• [GIVEN DATA]
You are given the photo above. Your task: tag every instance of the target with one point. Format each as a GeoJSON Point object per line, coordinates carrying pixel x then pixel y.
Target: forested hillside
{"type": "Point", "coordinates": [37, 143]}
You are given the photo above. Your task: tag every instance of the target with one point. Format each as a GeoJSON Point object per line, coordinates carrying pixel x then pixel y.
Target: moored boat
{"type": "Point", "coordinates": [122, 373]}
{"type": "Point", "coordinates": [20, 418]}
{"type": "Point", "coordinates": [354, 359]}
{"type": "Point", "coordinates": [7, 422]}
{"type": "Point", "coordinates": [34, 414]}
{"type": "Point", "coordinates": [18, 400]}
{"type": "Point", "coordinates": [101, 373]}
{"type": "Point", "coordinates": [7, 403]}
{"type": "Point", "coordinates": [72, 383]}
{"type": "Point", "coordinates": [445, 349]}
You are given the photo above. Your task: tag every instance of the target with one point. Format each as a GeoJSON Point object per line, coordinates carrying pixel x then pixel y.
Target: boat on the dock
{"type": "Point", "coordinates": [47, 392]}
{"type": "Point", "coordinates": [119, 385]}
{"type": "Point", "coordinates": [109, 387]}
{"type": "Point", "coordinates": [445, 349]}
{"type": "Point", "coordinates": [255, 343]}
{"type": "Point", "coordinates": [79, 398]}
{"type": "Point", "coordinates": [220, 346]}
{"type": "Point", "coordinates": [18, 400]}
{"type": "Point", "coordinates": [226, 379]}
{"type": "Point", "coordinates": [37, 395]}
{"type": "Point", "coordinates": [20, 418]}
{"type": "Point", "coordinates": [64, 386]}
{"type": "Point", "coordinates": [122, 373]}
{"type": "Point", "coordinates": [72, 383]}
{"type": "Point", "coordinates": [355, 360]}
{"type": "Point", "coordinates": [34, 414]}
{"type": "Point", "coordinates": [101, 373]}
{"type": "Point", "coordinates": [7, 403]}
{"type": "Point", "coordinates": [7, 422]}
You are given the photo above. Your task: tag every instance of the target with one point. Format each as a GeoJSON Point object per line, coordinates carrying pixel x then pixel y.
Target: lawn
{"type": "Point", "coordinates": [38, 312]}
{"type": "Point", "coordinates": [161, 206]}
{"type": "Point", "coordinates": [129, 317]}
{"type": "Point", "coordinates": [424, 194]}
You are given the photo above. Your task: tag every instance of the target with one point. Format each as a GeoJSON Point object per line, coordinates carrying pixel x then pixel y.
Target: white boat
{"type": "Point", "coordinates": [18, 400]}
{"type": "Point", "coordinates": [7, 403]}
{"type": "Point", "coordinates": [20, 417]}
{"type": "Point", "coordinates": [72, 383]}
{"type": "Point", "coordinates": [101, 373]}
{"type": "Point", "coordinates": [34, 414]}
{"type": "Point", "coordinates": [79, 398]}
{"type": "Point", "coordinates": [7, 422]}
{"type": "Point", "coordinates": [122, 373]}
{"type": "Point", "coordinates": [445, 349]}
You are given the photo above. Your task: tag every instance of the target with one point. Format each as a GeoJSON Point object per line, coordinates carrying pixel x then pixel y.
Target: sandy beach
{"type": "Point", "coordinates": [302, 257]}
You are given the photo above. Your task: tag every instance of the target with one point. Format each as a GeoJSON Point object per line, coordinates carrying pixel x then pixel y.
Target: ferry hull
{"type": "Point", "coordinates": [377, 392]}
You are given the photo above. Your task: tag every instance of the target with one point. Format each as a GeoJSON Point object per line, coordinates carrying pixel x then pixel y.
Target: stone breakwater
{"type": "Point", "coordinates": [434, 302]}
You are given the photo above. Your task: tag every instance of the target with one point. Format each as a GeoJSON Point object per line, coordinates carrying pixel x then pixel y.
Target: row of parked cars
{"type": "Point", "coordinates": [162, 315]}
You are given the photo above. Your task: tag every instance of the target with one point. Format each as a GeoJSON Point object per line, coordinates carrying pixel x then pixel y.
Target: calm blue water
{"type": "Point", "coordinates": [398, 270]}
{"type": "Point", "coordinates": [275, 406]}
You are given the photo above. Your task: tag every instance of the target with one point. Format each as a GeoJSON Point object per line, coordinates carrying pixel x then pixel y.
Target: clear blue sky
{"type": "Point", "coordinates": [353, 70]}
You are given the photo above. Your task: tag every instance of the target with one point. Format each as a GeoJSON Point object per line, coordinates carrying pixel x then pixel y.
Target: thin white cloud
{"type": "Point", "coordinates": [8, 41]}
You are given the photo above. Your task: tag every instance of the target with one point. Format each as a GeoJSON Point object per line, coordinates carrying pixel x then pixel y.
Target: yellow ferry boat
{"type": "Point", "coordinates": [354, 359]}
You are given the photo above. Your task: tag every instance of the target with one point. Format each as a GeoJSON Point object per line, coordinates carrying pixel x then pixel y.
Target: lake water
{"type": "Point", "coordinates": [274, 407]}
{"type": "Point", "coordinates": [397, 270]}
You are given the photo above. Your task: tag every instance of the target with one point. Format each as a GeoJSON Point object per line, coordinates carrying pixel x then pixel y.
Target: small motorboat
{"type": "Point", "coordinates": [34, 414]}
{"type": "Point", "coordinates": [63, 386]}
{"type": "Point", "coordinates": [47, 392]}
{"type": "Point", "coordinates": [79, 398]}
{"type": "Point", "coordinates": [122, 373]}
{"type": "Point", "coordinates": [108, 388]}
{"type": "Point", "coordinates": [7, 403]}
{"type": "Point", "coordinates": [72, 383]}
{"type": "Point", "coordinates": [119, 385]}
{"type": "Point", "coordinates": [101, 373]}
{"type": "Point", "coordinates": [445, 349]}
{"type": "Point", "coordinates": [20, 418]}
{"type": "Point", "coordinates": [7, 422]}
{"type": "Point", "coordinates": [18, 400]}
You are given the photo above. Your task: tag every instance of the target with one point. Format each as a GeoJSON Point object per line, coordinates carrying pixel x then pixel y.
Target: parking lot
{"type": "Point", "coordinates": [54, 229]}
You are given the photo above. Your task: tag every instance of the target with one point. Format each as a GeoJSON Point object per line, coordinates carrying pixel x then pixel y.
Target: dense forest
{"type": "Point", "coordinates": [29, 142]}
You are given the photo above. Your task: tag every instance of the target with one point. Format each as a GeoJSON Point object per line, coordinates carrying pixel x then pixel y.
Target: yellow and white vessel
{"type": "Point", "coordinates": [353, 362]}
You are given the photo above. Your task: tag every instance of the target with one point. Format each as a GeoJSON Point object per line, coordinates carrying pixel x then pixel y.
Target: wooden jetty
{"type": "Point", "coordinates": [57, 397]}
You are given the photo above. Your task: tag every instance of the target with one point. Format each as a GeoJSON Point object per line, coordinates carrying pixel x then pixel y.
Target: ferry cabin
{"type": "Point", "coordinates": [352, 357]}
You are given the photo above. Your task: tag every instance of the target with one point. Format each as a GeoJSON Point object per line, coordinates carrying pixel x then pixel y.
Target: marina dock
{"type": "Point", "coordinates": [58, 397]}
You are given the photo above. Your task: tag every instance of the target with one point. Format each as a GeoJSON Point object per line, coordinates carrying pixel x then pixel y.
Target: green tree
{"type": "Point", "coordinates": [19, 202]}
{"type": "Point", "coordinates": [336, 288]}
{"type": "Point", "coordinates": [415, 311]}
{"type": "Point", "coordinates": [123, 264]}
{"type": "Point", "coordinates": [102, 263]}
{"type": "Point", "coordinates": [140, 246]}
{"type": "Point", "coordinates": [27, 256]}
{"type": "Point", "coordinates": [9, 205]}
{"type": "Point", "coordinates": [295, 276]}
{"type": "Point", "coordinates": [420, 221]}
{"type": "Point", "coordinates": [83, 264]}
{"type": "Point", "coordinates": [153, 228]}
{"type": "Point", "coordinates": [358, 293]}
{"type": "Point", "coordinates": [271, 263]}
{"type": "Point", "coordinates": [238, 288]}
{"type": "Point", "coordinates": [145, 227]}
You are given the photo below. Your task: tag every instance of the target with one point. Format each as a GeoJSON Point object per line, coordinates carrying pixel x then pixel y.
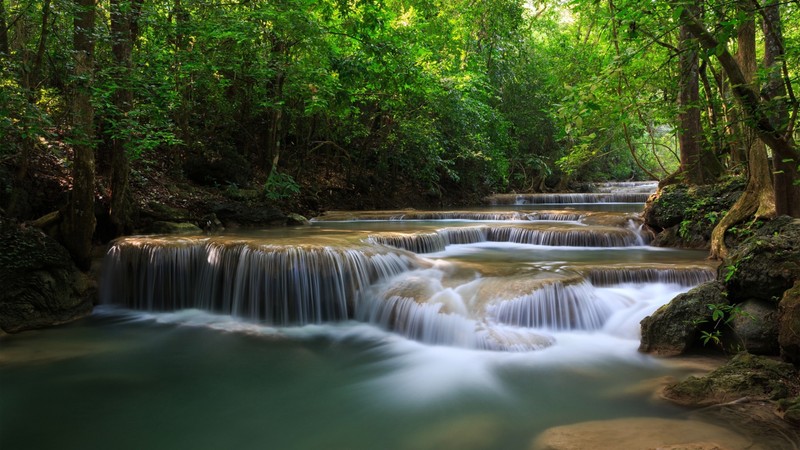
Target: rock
{"type": "Point", "coordinates": [232, 213]}
{"type": "Point", "coordinates": [163, 227]}
{"type": "Point", "coordinates": [166, 213]}
{"type": "Point", "coordinates": [676, 326]}
{"type": "Point", "coordinates": [40, 284]}
{"type": "Point", "coordinates": [684, 216]}
{"type": "Point", "coordinates": [755, 328]}
{"type": "Point", "coordinates": [296, 219]}
{"type": "Point", "coordinates": [641, 433]}
{"type": "Point", "coordinates": [766, 264]}
{"type": "Point", "coordinates": [746, 375]}
{"type": "Point", "coordinates": [789, 324]}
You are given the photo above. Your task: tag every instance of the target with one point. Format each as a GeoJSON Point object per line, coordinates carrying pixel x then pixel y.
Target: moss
{"type": "Point", "coordinates": [746, 375]}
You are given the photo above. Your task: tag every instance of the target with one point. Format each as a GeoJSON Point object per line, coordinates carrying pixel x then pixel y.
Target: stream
{"type": "Point", "coordinates": [468, 329]}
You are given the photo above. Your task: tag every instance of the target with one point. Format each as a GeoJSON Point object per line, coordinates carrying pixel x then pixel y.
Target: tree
{"type": "Point", "coordinates": [763, 115]}
{"type": "Point", "coordinates": [78, 225]}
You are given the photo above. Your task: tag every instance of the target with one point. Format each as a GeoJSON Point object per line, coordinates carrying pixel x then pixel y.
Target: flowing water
{"type": "Point", "coordinates": [472, 329]}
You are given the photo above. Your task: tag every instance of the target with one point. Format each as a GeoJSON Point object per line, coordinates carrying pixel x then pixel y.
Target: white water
{"type": "Point", "coordinates": [320, 338]}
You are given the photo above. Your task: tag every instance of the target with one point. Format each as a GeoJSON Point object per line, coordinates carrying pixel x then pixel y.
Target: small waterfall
{"type": "Point", "coordinates": [415, 242]}
{"type": "Point", "coordinates": [279, 285]}
{"type": "Point", "coordinates": [555, 306]}
{"type": "Point", "coordinates": [464, 235]}
{"type": "Point", "coordinates": [581, 237]}
{"type": "Point", "coordinates": [348, 216]}
{"type": "Point", "coordinates": [684, 276]}
{"type": "Point", "coordinates": [570, 198]}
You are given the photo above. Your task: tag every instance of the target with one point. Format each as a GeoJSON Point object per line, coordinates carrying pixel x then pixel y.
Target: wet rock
{"type": "Point", "coordinates": [233, 213]}
{"type": "Point", "coordinates": [40, 284]}
{"type": "Point", "coordinates": [745, 376]}
{"type": "Point", "coordinates": [164, 227]}
{"type": "Point", "coordinates": [789, 324]}
{"type": "Point", "coordinates": [766, 264]}
{"type": "Point", "coordinates": [755, 328]}
{"type": "Point", "coordinates": [676, 326]}
{"type": "Point", "coordinates": [641, 433]}
{"type": "Point", "coordinates": [684, 216]}
{"type": "Point", "coordinates": [296, 219]}
{"type": "Point", "coordinates": [160, 211]}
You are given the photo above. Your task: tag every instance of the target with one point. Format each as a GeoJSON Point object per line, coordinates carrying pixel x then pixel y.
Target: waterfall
{"type": "Point", "coordinates": [276, 284]}
{"type": "Point", "coordinates": [555, 306]}
{"type": "Point", "coordinates": [684, 276]}
{"type": "Point", "coordinates": [585, 237]}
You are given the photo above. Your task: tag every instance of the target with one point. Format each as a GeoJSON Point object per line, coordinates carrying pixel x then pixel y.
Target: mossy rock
{"type": "Point", "coordinates": [41, 285]}
{"type": "Point", "coordinates": [164, 227]}
{"type": "Point", "coordinates": [745, 375]}
{"type": "Point", "coordinates": [685, 216]}
{"type": "Point", "coordinates": [675, 327]}
{"type": "Point", "coordinates": [766, 264]}
{"type": "Point", "coordinates": [789, 324]}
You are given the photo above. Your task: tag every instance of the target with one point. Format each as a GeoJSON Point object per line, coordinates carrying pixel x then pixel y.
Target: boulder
{"type": "Point", "coordinates": [164, 227]}
{"type": "Point", "coordinates": [765, 264]}
{"type": "Point", "coordinates": [684, 216]}
{"type": "Point", "coordinates": [676, 326]}
{"type": "Point", "coordinates": [789, 324]}
{"type": "Point", "coordinates": [40, 284]}
{"type": "Point", "coordinates": [233, 213]}
{"type": "Point", "coordinates": [755, 328]}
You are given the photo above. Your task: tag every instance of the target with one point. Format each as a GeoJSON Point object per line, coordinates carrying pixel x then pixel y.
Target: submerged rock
{"type": "Point", "coordinates": [755, 328]}
{"type": "Point", "coordinates": [41, 285]}
{"type": "Point", "coordinates": [745, 376]}
{"type": "Point", "coordinates": [641, 433]}
{"type": "Point", "coordinates": [676, 326]}
{"type": "Point", "coordinates": [164, 227]}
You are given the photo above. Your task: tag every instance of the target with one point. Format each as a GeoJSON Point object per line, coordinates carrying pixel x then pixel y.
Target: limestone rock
{"type": "Point", "coordinates": [232, 213]}
{"type": "Point", "coordinates": [756, 328]}
{"type": "Point", "coordinates": [746, 375]}
{"type": "Point", "coordinates": [164, 227]}
{"type": "Point", "coordinates": [641, 433]}
{"type": "Point", "coordinates": [766, 264]}
{"type": "Point", "coordinates": [40, 284]}
{"type": "Point", "coordinates": [675, 327]}
{"type": "Point", "coordinates": [789, 324]}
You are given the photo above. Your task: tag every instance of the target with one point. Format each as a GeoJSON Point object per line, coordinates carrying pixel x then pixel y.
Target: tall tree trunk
{"type": "Point", "coordinates": [758, 113]}
{"type": "Point", "coordinates": [787, 191]}
{"type": "Point", "coordinates": [124, 16]}
{"type": "Point", "coordinates": [690, 130]}
{"type": "Point", "coordinates": [758, 198]}
{"type": "Point", "coordinates": [78, 225]}
{"type": "Point", "coordinates": [3, 30]}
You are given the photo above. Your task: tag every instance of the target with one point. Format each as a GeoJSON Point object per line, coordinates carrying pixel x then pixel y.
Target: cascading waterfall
{"type": "Point", "coordinates": [684, 276]}
{"type": "Point", "coordinates": [560, 199]}
{"type": "Point", "coordinates": [502, 303]}
{"type": "Point", "coordinates": [276, 284]}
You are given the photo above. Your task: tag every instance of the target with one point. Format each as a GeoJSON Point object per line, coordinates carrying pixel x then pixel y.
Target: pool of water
{"type": "Point", "coordinates": [129, 380]}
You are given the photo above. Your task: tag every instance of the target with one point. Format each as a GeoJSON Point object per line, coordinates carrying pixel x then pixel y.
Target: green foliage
{"type": "Point", "coordinates": [721, 315]}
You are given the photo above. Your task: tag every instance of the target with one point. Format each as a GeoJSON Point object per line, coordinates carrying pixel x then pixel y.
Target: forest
{"type": "Point", "coordinates": [333, 104]}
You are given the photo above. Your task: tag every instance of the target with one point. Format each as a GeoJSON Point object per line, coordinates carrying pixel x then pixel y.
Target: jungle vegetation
{"type": "Point", "coordinates": [380, 98]}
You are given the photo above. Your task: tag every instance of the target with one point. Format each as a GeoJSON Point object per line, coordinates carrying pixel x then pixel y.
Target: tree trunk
{"type": "Point", "coordinates": [758, 113]}
{"type": "Point", "coordinates": [787, 192]}
{"type": "Point", "coordinates": [3, 30]}
{"type": "Point", "coordinates": [79, 222]}
{"type": "Point", "coordinates": [124, 15]}
{"type": "Point", "coordinates": [690, 131]}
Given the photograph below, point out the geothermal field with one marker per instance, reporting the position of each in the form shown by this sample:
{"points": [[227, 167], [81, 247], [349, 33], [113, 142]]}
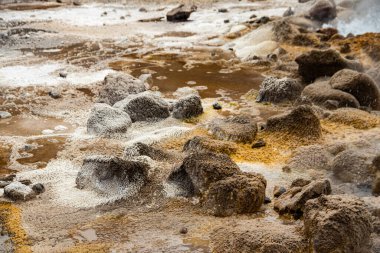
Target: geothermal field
{"points": [[190, 126]]}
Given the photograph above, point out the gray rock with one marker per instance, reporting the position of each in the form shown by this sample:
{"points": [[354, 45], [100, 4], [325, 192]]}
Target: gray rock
{"points": [[107, 121], [238, 194], [5, 115], [279, 90], [111, 175], [117, 86], [18, 191], [237, 128], [337, 223], [187, 107], [144, 106]]}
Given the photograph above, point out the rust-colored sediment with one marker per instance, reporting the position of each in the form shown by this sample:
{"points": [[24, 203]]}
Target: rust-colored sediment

• [STATED TASK] Leaving out every picture, copy exactly the lines from the one that contains "Given the photograph below, point" through the end of the entries above.

• [OUTPUT FOR THIS EXERCISE]
Given the photograph below, point out the geothermal field with one marker per instance, reporting the position of each in the form shown by this sample:
{"points": [[227, 167], [81, 247], [349, 33], [113, 142]]}
Target: geothermal field
{"points": [[190, 126]]}
Given the photograph above, point out the gray rock with one marker per instance, reporting the position of each in the form shown by this sample:
{"points": [[354, 45], [100, 4], [325, 192]]}
Target: gray rock
{"points": [[107, 121], [238, 194], [5, 115], [279, 90], [111, 175], [117, 86], [18, 191], [237, 128], [337, 223], [187, 107], [144, 106]]}
Given the photograph above, point out the rust-colored sediment with one marker per instance, reporting the position of each in the form shown by this sample:
{"points": [[24, 203]]}
Target: rust-colored sediment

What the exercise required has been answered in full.